La comunità nazionale è oggi smarrita, i cittadini non sanno a chi dare fiducia e si è enormemente approfondito il vuoto ideale che incombe sul ceto politico. Le stesse forze di democrazia liberale, repubblicana e socialista che sono state decisive per lo sviluppo e la modernizzazione del Paese, hanno finito per essere coinvolte nel processo di emarginazione dettato dalla crescente indignazione e dal sentimento di idiosincrasia della gente comune rispetto alla "casta". Partiti e movimenti di tradizione laica sono stati spesso divisi nella storia d'Italia ma oggi, dopo la diffusione universale dei valori liberaldemocratici, le diverse radici possono e devono ricongiungersi in un comune progetto per affrontare le sfide della modernità. Di fronte a una sinistra e ad una destra che non riescono a trovare basi solide, solo una nuova comune ispirazione alla libertà e alla giustizia sociale può offrire una degna visione del futuro per le nuove generazioni.

- RIGHE DI DATI -
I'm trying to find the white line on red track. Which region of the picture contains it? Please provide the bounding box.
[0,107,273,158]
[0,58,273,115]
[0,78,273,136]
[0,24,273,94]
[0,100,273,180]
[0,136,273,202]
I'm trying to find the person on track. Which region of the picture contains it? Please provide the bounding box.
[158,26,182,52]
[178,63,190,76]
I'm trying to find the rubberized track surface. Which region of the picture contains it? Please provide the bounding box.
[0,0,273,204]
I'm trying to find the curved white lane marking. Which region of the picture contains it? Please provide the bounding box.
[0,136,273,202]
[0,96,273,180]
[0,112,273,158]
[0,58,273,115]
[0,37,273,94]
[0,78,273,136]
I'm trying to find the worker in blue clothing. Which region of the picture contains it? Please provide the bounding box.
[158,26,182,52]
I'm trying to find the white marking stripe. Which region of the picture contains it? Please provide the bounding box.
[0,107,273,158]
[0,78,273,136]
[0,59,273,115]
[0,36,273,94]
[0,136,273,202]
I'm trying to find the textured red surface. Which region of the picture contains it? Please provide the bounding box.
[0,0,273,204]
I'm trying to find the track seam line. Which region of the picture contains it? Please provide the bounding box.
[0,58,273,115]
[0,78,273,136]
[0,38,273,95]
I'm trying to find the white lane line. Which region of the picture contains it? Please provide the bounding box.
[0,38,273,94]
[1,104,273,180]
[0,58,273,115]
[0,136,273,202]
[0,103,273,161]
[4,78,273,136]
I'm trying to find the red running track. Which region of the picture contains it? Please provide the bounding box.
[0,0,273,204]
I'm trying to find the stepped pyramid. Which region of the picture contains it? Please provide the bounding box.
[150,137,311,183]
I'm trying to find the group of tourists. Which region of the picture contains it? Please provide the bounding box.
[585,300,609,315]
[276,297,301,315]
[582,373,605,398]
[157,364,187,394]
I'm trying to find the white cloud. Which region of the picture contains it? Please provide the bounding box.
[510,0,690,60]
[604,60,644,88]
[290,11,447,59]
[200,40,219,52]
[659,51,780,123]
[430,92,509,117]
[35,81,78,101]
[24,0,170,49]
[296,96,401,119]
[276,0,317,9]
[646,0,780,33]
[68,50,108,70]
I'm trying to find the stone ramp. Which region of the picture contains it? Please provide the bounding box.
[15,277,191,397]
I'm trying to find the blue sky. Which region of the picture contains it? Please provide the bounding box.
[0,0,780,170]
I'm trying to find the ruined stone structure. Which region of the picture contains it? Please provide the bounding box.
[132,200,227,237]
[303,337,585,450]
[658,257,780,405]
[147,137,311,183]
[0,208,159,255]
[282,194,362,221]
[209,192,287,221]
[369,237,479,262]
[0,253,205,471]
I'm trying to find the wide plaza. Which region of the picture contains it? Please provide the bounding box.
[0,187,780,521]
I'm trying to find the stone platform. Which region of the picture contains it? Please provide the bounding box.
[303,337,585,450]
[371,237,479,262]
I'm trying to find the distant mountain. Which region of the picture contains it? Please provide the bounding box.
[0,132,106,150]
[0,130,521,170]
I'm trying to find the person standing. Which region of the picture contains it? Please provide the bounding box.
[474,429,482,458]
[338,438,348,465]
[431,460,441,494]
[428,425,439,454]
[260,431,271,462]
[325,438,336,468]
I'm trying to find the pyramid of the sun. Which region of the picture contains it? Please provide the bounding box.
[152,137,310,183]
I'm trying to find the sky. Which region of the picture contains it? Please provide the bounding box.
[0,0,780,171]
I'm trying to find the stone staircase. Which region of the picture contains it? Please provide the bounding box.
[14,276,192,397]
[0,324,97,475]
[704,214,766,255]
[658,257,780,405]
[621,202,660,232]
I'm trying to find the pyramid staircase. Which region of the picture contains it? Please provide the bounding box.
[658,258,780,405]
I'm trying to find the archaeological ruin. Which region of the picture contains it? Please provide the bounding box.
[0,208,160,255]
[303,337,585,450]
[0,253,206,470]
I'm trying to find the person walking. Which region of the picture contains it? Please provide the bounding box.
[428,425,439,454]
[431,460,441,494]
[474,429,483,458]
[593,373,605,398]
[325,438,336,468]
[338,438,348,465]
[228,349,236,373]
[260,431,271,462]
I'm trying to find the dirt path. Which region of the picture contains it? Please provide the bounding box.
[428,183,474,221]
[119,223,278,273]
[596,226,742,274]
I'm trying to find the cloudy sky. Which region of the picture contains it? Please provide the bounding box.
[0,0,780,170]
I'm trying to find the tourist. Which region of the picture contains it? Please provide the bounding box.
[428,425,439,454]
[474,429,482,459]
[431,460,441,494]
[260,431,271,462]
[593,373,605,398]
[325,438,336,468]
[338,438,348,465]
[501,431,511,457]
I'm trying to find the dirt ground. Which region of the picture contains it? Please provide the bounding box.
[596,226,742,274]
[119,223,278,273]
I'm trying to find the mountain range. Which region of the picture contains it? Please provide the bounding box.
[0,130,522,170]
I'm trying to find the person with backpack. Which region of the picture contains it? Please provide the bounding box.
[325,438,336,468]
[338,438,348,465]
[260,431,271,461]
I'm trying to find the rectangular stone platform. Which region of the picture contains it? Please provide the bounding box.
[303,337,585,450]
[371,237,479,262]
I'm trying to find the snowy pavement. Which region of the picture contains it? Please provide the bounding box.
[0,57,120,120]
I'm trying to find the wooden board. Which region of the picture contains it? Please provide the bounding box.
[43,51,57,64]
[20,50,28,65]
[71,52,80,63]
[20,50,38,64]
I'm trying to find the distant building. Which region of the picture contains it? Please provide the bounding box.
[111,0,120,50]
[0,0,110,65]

- RICHIESTA -
Riprendi il testo sulle forze laiche nella politica italiana e scrivine il seguito a partire dalla sua ultima frase.

- ESITO -
E' questa, in definitiva, l'ambiziosa sfida di Teodori e Covatta e di quanti stanno già sottoscrivendo il loro appello. Perchè è assai probabile che l'Italia, proprio come accadde nel 1994 a seguito (pure in quell'occasione) della ventata referendaria e della foga moralizzatrice di "mani pulite", uscirà dall'attuale crisi con una nuova offerta politica. Dalla quale non possono certamente rimanere escluse, dopo il tradimento berlusconiano, le idealità e le pulsioni riformatrici di una moderna democrazia liberalsocialista. Le cui radici, come detto, sono ben piantate nella storia d'Italia (dal Risorgimento alla Resistenza) e puntano a misurarsi con i temi più pressanti dell'oggi e del domani: dall'internalizzazione dell'economia a uno stato sociale senza assistenzialismo, dall'integrazione come fattore di sviluppo alla piena affermazione dei diritti civili e umani, dalla centralità delle nuove generazioni all'esaltazione della competizione e del merito. Tutto in nome del principio del buongoverno, per sconfiggere definitivamente la corruzione della democrazia e il degrado culturale del Paese.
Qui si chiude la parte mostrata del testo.